Diversity + Outreach

Racial violence is a public health crisis #WhiteCoats4Blacklives

10432465_10152462170235588_3041522259078267570_nIn the wake of the recent high profile police brutality cases, protests have erupted all around the country. Many of the protests have been highly visible, like the Millions March in Washington DC or NBA players showing support with “I can’t breathe” shirts.

A unique movement, “White coats for Black lives”, staged “die-ins” at over 70 universities in the effort to draw a parallel to the racial bias in police to the iniquities in the health of people of color. Physicians for a National Health Program organized the movement using social media and the hashtag #Whitecoats4Blacklives. Most protests were conducted with the full support of administrators and school deans. The events involved medical students laying en masse on the floor of campus grounds, libraries and public spaces. Some protestors carried signs saying, “#publichealthcrisis” and “End Police Brutality.” The initiative hopes to open a dialogue and draw attention to poor health outcomes for minorities in the United States and systematic racism in health care education, administration and delivery.

◆ COMPLETE THE FOLLOWING
(1) In the piece about White Coats for Black Lives, which group organized the movement?
(2) Continue the piece about White Coats for Black Lives from where it stops.

◆ DATA
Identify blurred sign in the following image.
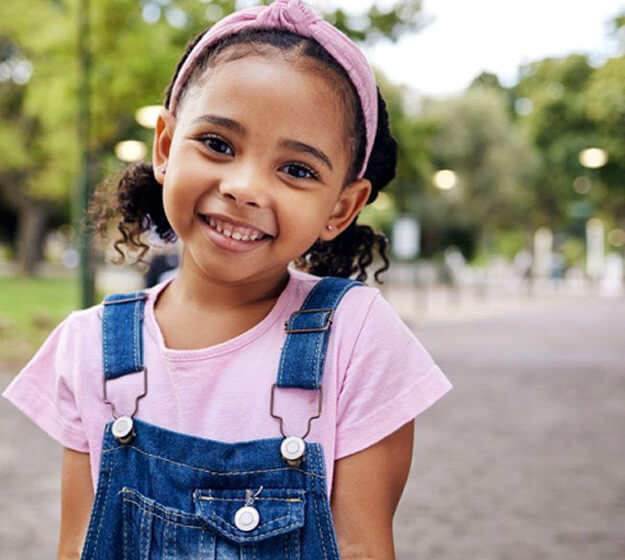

◆ EXERCISE RESULTS
(1) Physicians for a National Health Program

(2)
10858482_773088522726432_8711711466791968987_nAs dentists, we should also evaluate and discuss the biases in how we practice and the health care systems in which we work. Disparities in minority oral health are profound and well-documented. The CDC’s Healthy People 2020 campaign describes the high incidence of untreated dental decay among Hispanic, Native American and Black children and adults. Black men have significantly lower survival rates for oral pharyngeal cancers than white men (36% vs 61%). And minority adults carry a higher burden of periodontal disease than non-minorities, with about half of minority adults experiencing some form of periodontal disease. Racial bias in the practice of medicine and dentistry “kills, sickens, and provides inadequate care.”

Let’s participate in this important discussion and educate ourselves about our patients and whatever biases that may exist in the delivery of oral health care in America. This is important because in order to direct change, we must first evaluate and discuss the iniquities that are present. This in depth look can lead to uncomfortable conversations, but if we are to move forward as a country we need to strengthen and heal our unhealthiest populations. So start the conversation at your dental school and be a dentist that promotes health for all and people.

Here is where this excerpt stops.